* [Что сделать]
Определите, согласуются ли с фрагментом текста утверждения 1–3; на каждое ответьте «да» или «нет» и приведите точной цитатой слова из текста, которые это решают.
1. Работа в Исландии продолжалась три месяца.
2. В Рейкьявике ставили «Берег утопии».
3. Стоппард появился в жизни РАМТа, когда решились ставить его пьесу.

* [Фрагмент текста]

============================================================

Я даже хотел один раз собрать труппу и сказать: «Ребята, все. Я больше ни-че-го не могу сделать. Лучше не будет». Но… дальше было, как всегда. Всегда же что-то спасает!
Меня спасли три месяца работы в Исландии. «Отцы и дети» в Рейкъявике. Там я заново понял, что это ремесло дорогого стоит. Что я что-то могу давать людям. (А они возвращали сторицей!) И вернулся в Москву с новой внутренней энергией. С новой уверенностью.
И после этого, кажется, начался новый подъем. Я счастлив, что мы начали работать с Борисом Акуниным. Благодарен переводчику Аркадию Островскому за встречу с пьесой Тома Стоппарда «Берег утопии». И когда мы решились ее ставить, в жизни РАМТа появился Стоппард.

============================================================

* [Записи набора данных]
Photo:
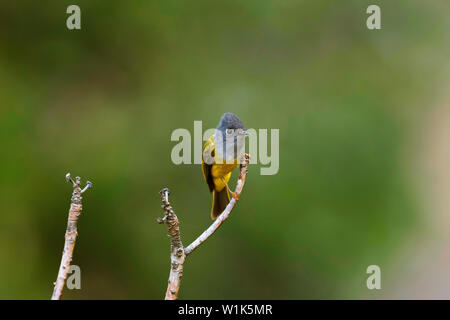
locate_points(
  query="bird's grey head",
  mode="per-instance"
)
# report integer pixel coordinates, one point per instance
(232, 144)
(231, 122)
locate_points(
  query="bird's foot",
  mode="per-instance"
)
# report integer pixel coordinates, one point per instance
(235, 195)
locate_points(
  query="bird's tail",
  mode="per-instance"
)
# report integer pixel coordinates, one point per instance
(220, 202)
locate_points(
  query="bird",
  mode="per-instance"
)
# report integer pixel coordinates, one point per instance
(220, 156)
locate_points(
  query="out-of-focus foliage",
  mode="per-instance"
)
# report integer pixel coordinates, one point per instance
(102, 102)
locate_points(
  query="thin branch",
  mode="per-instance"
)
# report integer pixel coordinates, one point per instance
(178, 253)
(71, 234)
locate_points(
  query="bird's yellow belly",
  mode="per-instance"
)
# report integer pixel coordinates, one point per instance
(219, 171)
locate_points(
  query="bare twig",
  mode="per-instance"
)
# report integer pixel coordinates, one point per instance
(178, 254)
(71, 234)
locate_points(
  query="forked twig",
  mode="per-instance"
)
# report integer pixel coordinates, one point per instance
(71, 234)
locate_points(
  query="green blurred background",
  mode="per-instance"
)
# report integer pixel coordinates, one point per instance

============================================================

* [Результат]
1. Да: «Меня спасли три месяца работы в Исландии.»
2. Нет: «„Отцы и дети“ в Рейкъявике.»
3. Да: «И когда мы решились ее ставить, в жизни РАМТа появился Стоппард.»